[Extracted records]
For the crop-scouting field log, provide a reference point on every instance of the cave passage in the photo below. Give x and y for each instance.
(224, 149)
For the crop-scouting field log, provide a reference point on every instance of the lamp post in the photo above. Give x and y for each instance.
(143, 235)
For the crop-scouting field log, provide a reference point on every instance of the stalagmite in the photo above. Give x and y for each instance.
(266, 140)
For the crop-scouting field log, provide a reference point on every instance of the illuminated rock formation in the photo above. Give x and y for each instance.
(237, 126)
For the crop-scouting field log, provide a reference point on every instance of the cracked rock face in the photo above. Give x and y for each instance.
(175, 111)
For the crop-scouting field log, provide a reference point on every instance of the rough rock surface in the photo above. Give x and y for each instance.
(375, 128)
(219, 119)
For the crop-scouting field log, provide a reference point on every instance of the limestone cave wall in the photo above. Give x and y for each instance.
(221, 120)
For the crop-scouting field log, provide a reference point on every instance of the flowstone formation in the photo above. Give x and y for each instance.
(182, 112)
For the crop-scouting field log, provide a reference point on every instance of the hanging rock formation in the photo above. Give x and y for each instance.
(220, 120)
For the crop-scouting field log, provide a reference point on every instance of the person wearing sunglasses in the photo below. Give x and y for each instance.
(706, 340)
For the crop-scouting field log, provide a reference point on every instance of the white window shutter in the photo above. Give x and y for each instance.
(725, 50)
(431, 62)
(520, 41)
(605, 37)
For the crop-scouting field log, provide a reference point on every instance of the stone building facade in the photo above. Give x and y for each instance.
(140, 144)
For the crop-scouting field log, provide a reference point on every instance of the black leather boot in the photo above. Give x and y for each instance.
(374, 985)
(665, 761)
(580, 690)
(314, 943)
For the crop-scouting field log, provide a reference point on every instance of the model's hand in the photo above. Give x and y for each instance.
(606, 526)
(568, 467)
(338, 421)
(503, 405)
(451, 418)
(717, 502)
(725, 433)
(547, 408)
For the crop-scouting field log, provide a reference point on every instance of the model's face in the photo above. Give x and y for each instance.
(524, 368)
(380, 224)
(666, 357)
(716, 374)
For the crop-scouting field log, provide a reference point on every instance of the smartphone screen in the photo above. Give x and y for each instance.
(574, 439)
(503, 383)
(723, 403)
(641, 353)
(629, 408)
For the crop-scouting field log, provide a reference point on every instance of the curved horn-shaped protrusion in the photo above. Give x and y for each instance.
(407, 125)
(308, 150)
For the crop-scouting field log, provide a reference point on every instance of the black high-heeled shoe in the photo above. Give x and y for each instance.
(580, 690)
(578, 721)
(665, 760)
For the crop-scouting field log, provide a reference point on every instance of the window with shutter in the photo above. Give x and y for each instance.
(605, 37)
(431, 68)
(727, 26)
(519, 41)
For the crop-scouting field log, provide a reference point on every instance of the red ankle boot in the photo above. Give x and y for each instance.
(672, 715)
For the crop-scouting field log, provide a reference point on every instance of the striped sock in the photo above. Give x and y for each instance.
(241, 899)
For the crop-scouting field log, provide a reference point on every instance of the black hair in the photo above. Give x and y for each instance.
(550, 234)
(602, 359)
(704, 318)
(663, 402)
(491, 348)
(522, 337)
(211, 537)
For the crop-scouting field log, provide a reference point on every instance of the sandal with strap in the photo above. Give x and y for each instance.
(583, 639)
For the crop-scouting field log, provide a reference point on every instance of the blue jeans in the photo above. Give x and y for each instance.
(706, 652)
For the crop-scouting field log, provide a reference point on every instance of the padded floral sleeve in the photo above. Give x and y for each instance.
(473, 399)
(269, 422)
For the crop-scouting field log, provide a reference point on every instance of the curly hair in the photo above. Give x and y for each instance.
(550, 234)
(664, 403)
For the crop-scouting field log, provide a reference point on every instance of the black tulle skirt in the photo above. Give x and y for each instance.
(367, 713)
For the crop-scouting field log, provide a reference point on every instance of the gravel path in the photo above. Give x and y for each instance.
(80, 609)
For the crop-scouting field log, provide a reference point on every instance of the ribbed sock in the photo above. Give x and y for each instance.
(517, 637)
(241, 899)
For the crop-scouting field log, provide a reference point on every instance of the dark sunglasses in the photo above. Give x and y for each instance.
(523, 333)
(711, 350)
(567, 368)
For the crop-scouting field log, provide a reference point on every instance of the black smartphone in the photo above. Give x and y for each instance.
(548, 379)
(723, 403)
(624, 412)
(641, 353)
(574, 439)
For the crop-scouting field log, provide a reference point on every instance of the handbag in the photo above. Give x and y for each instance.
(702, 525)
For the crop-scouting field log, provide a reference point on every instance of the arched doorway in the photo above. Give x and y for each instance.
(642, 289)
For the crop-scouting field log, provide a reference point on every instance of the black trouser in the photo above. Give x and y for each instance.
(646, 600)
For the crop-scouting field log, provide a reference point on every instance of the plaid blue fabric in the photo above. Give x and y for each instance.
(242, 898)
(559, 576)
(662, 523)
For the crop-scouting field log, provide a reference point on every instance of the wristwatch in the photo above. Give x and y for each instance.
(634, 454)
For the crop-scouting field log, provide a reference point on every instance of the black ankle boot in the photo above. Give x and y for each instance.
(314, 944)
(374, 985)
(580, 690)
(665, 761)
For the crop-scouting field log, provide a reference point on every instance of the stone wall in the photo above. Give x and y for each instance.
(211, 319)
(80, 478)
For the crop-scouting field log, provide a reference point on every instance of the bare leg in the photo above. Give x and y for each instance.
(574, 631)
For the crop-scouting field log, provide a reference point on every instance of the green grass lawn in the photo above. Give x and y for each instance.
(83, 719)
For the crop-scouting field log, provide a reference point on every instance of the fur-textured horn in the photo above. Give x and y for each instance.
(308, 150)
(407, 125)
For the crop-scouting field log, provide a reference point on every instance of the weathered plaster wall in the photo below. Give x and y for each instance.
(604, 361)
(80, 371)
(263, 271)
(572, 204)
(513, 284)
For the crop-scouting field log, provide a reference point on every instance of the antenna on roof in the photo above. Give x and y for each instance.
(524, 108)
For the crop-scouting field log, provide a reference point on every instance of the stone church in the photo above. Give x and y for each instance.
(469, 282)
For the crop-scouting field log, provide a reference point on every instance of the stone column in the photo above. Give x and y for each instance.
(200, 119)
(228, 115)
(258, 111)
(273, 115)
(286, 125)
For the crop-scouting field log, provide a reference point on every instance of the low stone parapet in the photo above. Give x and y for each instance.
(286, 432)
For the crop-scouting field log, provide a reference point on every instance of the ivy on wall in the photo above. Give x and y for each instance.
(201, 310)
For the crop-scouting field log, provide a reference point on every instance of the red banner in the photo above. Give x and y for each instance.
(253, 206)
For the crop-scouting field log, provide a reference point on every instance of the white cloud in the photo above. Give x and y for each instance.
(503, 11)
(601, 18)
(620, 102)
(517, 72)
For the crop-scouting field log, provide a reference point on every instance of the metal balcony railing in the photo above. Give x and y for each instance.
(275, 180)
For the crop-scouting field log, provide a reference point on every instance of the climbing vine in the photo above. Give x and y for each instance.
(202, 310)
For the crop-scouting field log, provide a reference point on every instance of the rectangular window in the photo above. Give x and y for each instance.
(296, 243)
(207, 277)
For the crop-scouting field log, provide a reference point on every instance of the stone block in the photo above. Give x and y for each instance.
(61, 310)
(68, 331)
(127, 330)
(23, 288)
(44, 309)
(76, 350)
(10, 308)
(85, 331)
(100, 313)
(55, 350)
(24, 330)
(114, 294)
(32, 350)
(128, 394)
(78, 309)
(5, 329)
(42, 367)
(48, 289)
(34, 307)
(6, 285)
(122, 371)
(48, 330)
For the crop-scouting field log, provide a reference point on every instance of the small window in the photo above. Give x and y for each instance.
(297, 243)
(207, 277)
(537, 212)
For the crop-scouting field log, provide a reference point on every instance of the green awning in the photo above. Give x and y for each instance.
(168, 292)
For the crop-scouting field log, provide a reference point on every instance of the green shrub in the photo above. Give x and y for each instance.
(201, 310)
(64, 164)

- Work request:
Beginning with the line that contains "the green shrub" and ending with the last line of the data above, return those lines exactly and nothing else.

- Completed task:
For the crop-scouting field log, provide a reference point on every instance of the green shrub in the photo above. Give x and y for each instance.
(201, 310)
(64, 164)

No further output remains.